■ Prompt
Return, unchanged, every line of the listing from the one containing "instance of the sky" down to the one containing "Query: thin twig", with both of those lines included.

(Collected data)
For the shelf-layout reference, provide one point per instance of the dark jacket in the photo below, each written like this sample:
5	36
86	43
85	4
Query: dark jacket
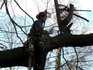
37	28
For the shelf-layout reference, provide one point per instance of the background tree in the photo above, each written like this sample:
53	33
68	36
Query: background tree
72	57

--

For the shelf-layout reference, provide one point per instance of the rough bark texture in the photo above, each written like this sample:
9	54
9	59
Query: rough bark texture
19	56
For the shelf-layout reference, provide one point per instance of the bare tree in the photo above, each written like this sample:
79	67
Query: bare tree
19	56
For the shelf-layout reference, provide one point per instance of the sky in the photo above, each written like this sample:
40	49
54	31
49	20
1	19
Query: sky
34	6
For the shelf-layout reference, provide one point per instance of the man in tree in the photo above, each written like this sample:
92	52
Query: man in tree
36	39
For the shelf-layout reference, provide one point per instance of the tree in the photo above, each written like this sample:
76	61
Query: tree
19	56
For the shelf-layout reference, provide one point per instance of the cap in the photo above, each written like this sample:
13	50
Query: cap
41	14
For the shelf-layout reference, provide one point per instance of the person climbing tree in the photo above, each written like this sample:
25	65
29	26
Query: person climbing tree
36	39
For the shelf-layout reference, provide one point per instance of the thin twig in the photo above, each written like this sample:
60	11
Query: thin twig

■ The answer
For the shelf-layout reference, provide one point per instance of the sky in the photo above, each written like this sample:
40	49
54	31
49	20
1	19
Query: sky
34	6
For the shelf-layout reference, provide one point per instance of the man in tree in the photo above, each written like this sample:
92	52
Query: man in tree
36	39
For the shelf-layout reference, provide one point per instance of the tree in the photo above, each written like this sample:
76	61
Query: tree
19	56
For the shelf-layout reference, provide one point per instance of the cap in the photo above, each written like this sample:
13	50
Query: cap
41	14
For the shelf-layout reference, provide one point per instance of the person climbing tree in the photo above, each written like this sample:
25	65
29	26
Query: person climbing tree
36	39
For the shelf-layout reference, provide one point per instance of the thin twig in the photo above, each written like this sample:
60	11
Query: thin twig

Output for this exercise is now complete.